__PROBLEM TO SOLVE__
Output all of the data exactly as it appears, but leave out any pictures it contains.

__DATA SHOWN__
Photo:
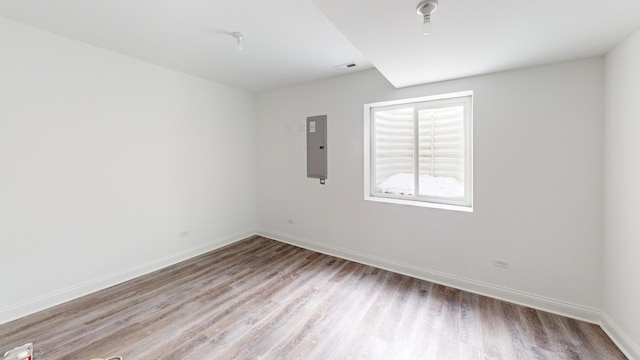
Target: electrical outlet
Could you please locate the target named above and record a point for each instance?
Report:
(501, 263)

__RESPONSE AREA__
Photo:
Target: electrical outlet
Could you please locate the target named above and record a point for each instance?
Report:
(501, 263)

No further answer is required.